◆ **Task instructions**: Edit the rows below so that every "Target" reads "Label", leaving everything else unchanged. Leave the pictures out of your answer.

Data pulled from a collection
..........
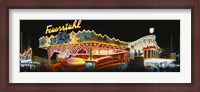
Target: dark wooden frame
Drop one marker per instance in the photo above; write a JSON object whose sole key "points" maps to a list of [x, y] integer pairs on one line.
{"points": [[103, 4]]}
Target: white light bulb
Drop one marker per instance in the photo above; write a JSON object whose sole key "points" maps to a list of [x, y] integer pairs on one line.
{"points": [[151, 30]]}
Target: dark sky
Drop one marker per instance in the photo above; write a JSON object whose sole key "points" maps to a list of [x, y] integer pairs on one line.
{"points": [[125, 30]]}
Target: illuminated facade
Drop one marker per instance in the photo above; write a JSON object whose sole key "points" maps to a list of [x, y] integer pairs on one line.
..........
◆ **Correct response**:
Label: dark wooden frame
Drop one marker per instance in the photo above; write a JSON object whose sole key "points" maps to a list of [x, y] integer pairs on one line.
{"points": [[103, 4]]}
Label: white light bulb
Drop one marker per instance in the photo above; write a JSON object whose sole key "points" maps to a list of [x, y] integer pairs on one line.
{"points": [[151, 30]]}
Label: dark sky
Drop one marker per instance in the photo above; write a JSON object whose sole key "points" maps to a list of [x, y] integer pairs on one line.
{"points": [[125, 30]]}
Label: illuminated facade
Drop one marker per instance in the photo above; write a JSON object whose sole key "points" maps to a list of [x, y] integer pairs on one line.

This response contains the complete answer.